### Entries shown
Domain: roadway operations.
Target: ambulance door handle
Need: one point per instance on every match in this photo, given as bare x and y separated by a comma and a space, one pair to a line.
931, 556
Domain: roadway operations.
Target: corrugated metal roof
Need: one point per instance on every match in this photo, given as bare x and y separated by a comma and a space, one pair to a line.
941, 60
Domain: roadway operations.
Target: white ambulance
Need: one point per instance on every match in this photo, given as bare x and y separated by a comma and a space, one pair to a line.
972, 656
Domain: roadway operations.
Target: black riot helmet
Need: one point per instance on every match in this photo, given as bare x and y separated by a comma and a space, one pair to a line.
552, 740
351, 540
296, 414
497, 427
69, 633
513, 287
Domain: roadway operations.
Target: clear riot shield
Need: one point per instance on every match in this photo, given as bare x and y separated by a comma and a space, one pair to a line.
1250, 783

### Instructions to follow
Each of the records should be retyped exactly.

### Solution
Domain: roadway operations.
Target: ambulance door handle
Need: one point per instance on every match in this photo, given as bare x and y separated by a comma and a space, one pair to a line.
931, 556
Domain: roadway operations.
Target: corrugated metal roof
Need: one point per instance on every match in this photo, given as bare x and y separated by a comma and a space, one pair to a line.
941, 60
Domain: roadway operations.
Target: white ambulance
Need: one point per instance on every match in this photo, given as bare x and y separated by a comma and a space, one pair to a line.
972, 656
Domain: roadway operations.
Target: black riot helmet
Need: one point per instance on every match in this photo, given as bare x and y separated by a comma and a space, one pair to a line.
552, 740
351, 540
296, 414
497, 427
69, 633
513, 287
Domain: roadway operations.
Target: clear riot shield
Need: one point per instance on every match in this photo, given as bare x and y separated by a comma and a space, one pair to a line.
1250, 783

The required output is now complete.